ENTRIES PROVIDED:
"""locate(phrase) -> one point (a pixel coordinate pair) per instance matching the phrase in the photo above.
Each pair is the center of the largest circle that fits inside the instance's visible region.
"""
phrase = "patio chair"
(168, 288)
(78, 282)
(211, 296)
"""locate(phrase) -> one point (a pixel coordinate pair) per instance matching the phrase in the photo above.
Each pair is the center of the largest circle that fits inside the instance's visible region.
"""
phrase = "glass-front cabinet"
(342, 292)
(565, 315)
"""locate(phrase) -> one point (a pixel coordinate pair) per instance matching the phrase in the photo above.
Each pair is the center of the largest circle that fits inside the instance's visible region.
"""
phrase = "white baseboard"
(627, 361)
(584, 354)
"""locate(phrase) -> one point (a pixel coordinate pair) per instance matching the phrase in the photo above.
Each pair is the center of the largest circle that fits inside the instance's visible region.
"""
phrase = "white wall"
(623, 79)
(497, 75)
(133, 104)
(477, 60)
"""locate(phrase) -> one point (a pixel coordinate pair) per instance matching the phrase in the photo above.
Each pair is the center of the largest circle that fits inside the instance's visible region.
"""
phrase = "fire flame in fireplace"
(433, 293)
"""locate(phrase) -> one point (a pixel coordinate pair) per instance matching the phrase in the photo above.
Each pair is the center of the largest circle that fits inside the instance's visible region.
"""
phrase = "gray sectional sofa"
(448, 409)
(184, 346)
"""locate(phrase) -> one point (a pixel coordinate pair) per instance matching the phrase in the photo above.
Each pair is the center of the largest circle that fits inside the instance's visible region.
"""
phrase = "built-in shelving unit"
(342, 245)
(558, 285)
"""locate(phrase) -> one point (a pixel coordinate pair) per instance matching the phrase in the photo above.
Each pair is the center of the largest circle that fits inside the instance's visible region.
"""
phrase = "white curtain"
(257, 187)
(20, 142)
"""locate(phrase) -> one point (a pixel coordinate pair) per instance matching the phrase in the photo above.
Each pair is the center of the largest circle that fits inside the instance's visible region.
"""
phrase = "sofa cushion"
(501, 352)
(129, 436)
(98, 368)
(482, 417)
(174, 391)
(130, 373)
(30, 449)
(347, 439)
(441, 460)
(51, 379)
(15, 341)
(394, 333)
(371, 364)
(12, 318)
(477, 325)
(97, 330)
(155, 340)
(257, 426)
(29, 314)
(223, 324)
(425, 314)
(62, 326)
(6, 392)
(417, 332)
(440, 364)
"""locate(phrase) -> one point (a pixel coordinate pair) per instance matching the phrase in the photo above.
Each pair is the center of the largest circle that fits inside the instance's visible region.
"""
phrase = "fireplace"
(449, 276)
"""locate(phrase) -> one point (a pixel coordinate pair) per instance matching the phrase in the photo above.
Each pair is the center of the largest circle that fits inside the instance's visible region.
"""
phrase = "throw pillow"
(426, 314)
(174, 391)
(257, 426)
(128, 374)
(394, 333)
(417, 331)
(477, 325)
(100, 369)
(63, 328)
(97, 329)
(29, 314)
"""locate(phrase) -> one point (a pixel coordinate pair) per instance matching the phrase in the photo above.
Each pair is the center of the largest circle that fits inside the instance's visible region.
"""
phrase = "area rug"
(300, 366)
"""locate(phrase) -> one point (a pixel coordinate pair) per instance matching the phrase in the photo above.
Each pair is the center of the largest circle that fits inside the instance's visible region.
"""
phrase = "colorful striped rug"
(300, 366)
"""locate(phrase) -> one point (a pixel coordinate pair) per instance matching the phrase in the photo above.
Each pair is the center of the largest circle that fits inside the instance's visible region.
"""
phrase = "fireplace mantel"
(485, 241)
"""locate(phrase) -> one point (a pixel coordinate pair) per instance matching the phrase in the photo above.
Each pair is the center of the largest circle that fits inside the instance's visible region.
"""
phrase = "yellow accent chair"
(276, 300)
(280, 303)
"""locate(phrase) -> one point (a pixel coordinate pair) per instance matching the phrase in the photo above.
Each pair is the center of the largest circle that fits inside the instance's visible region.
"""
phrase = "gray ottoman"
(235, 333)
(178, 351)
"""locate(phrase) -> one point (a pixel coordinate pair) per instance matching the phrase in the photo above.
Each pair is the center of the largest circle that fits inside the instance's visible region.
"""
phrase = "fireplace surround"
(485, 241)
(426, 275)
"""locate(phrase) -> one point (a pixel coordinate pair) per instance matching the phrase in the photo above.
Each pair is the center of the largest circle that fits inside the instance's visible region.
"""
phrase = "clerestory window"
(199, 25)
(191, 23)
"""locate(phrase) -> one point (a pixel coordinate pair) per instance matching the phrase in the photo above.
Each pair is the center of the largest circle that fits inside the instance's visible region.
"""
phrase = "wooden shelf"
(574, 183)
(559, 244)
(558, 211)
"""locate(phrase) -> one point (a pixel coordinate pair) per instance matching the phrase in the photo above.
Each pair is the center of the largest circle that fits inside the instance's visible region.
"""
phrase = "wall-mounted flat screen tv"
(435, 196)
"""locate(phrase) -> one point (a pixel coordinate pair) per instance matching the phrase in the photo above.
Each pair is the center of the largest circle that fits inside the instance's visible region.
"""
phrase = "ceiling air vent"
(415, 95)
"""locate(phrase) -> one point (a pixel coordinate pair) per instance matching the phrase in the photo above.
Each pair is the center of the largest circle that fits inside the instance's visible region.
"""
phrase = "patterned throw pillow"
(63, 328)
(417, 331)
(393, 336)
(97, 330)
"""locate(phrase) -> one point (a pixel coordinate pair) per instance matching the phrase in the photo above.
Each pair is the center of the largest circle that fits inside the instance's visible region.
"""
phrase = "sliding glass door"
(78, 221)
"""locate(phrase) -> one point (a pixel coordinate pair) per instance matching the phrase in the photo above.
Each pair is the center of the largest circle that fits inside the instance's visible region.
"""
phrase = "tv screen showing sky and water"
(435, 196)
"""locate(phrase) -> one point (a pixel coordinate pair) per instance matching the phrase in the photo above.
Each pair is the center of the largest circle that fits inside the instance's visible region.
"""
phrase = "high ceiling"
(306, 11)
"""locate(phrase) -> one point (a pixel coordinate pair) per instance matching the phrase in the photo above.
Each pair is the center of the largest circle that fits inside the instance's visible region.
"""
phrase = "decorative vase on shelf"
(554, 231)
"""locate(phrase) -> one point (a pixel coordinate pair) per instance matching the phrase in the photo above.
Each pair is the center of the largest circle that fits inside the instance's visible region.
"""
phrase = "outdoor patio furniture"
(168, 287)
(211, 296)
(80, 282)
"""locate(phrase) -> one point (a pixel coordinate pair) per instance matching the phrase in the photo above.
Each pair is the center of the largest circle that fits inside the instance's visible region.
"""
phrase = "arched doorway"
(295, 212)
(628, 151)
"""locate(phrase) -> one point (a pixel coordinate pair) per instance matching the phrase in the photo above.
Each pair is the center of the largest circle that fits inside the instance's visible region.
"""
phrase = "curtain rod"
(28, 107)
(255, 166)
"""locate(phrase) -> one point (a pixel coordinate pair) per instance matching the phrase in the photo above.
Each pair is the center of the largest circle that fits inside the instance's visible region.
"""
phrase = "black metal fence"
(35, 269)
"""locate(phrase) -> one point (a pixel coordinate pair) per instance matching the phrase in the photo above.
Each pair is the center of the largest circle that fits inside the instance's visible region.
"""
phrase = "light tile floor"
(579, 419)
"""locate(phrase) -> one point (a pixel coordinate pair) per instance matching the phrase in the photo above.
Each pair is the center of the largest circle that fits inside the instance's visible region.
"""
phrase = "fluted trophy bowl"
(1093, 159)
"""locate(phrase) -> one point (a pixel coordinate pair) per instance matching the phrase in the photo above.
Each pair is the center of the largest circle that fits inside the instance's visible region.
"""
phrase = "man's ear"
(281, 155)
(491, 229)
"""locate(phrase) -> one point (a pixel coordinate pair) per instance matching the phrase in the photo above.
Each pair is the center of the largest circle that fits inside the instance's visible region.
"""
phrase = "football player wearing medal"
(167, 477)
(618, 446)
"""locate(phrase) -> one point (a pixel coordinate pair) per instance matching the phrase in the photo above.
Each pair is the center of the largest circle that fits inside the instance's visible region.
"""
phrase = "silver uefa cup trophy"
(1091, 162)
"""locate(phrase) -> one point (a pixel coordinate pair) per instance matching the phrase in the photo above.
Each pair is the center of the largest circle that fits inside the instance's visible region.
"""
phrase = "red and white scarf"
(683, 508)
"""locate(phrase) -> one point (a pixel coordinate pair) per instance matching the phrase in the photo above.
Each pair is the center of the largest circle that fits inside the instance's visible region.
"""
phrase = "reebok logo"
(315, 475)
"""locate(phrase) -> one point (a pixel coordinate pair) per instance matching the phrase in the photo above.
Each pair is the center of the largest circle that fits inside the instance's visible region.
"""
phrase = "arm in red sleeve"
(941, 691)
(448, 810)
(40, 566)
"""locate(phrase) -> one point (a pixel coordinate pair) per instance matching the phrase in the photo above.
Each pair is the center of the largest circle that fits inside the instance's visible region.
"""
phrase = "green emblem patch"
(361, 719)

TASK DETAILS:
Count the lines in the data above that contain the string "curtain", and give only that number.

RESPONSE FOR THIS EXERCISE:
2